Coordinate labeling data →
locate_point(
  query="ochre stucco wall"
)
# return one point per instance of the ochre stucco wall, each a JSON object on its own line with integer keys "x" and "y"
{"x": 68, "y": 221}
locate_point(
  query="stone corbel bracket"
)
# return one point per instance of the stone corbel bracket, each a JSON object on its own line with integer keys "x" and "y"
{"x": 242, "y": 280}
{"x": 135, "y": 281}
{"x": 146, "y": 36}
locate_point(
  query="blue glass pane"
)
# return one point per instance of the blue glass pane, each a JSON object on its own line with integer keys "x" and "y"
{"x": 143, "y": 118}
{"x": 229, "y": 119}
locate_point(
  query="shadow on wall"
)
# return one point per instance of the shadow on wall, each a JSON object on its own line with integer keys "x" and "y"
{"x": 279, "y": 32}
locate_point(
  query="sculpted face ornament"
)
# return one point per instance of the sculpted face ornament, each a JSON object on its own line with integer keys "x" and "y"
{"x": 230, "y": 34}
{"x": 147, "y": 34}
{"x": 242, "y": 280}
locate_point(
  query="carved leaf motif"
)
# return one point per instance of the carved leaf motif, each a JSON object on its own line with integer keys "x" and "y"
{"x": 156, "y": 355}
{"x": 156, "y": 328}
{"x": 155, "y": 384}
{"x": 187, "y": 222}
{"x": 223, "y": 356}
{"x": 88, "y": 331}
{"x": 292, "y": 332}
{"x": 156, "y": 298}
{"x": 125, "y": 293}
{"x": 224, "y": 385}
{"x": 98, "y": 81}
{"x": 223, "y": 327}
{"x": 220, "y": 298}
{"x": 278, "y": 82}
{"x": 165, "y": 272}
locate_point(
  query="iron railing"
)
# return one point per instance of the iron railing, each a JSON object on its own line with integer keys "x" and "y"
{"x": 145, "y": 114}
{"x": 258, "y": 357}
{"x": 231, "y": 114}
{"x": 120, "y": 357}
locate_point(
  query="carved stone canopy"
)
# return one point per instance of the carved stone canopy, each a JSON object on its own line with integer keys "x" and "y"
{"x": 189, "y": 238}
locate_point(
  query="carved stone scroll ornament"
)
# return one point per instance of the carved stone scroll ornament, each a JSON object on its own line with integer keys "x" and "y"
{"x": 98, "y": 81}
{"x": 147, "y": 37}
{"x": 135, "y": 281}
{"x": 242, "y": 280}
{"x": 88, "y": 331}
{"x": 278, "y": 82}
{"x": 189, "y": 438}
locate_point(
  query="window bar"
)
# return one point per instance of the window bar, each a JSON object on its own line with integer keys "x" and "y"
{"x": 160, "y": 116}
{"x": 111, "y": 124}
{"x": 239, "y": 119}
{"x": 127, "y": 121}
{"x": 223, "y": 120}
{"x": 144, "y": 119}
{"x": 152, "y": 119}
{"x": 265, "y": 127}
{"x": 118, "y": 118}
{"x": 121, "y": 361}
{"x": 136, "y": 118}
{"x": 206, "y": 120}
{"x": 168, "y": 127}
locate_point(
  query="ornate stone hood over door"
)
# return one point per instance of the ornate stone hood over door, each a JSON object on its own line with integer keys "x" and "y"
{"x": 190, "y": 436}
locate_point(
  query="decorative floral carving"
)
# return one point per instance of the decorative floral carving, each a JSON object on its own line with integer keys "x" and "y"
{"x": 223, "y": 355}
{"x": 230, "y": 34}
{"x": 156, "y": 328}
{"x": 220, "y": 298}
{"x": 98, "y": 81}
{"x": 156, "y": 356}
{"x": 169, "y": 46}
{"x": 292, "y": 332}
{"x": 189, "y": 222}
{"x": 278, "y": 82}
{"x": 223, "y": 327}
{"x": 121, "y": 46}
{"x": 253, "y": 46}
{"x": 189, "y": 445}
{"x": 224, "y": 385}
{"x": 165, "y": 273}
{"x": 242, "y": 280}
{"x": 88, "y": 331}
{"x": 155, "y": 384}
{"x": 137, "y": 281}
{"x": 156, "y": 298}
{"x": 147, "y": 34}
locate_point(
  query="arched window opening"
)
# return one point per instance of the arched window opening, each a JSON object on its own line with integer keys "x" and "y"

OBJECTIVE →
Write out every line exactly as it stands.

COMPLETED TASK →
locate_point(
  query="ochre stucco wall"
)
# return one point per instance of the ochre stucco wall, each a JSON object on its own line with integer keys "x" and "y"
{"x": 68, "y": 221}
locate_point(
  query="stone corbel bracket"
)
# return one point per instance of the stone corbel bracket, each a JSON object on its own line with integer keys "x" and "y"
{"x": 242, "y": 280}
{"x": 135, "y": 281}
{"x": 146, "y": 36}
locate_point(
  query="blue glass pane"
)
# return one point per instance of the blue glass pane, each a JSON object on its own line with integer keys "x" and "y"
{"x": 143, "y": 118}
{"x": 229, "y": 119}
locate_point(
  query="shadow on wall"
)
# return one point per instance of the shadow on wall, each a JSON object on its own line with integer keys "x" and "y"
{"x": 279, "y": 32}
locate_point(
  query="sculpted face ornament"
)
# return one point per instance of the sculpted face ornament, each a JSON object on its own line with integer keys "x" and "y"
{"x": 230, "y": 34}
{"x": 147, "y": 34}
{"x": 242, "y": 280}
locate_point(
  query="carved leaf motif"
)
# return one point per instance of the carved leaf motif, each a JSON object on its own line with integer keys "x" and "y"
{"x": 156, "y": 355}
{"x": 156, "y": 328}
{"x": 155, "y": 384}
{"x": 187, "y": 222}
{"x": 223, "y": 356}
{"x": 88, "y": 331}
{"x": 292, "y": 332}
{"x": 156, "y": 298}
{"x": 125, "y": 293}
{"x": 224, "y": 385}
{"x": 98, "y": 81}
{"x": 223, "y": 327}
{"x": 220, "y": 298}
{"x": 278, "y": 82}
{"x": 165, "y": 272}
locate_point(
  query="iron railing"
)
# return one point per instance of the iron railing, each a JSON object on its own line with integer keys "x" and "y"
{"x": 145, "y": 114}
{"x": 258, "y": 357}
{"x": 231, "y": 114}
{"x": 120, "y": 357}
locate_point(
  query="carved stone canopy"
)
# return one point per instance of the carved stone canopy, each a JSON object on its own line with integer keys "x" and "y"
{"x": 189, "y": 238}
locate_point(
  query="carved stone scroll ornament"
)
# return one point per instance of the carved stone scroll ornament, each a JSON object on its own line with integer keys "x" and "y"
{"x": 98, "y": 81}
{"x": 147, "y": 37}
{"x": 135, "y": 281}
{"x": 242, "y": 280}
{"x": 88, "y": 331}
{"x": 278, "y": 82}
{"x": 189, "y": 438}
locate_point(
  query="window bar"
)
# return one point per instance of the window bar, each a JSON object on its own line with integer keys "x" and "y"
{"x": 160, "y": 116}
{"x": 111, "y": 124}
{"x": 239, "y": 119}
{"x": 127, "y": 121}
{"x": 223, "y": 120}
{"x": 144, "y": 119}
{"x": 152, "y": 119}
{"x": 265, "y": 127}
{"x": 118, "y": 118}
{"x": 121, "y": 361}
{"x": 136, "y": 118}
{"x": 206, "y": 120}
{"x": 168, "y": 127}
locate_point(
  query="ornate stone hood over door"
)
# return one point per instance of the ornate stone hood over door, each a JSON object on its own line with integer keys "x" and "y"
{"x": 190, "y": 436}
locate_point(
  query="decorative floral carving"
)
# return one point per instance of the decorative floral carving, each a JSON object on its own line with integer keys "x" and "y"
{"x": 223, "y": 355}
{"x": 230, "y": 34}
{"x": 156, "y": 328}
{"x": 220, "y": 298}
{"x": 98, "y": 81}
{"x": 156, "y": 356}
{"x": 169, "y": 46}
{"x": 292, "y": 332}
{"x": 189, "y": 222}
{"x": 278, "y": 82}
{"x": 223, "y": 327}
{"x": 121, "y": 46}
{"x": 253, "y": 46}
{"x": 189, "y": 445}
{"x": 224, "y": 385}
{"x": 165, "y": 273}
{"x": 242, "y": 280}
{"x": 88, "y": 331}
{"x": 155, "y": 384}
{"x": 137, "y": 281}
{"x": 156, "y": 298}
{"x": 147, "y": 34}
locate_point(
  query="arched window opening"
)
# return one point per instance of the arched window opening, each a JSON object on its own line with integer keys "x" and "y"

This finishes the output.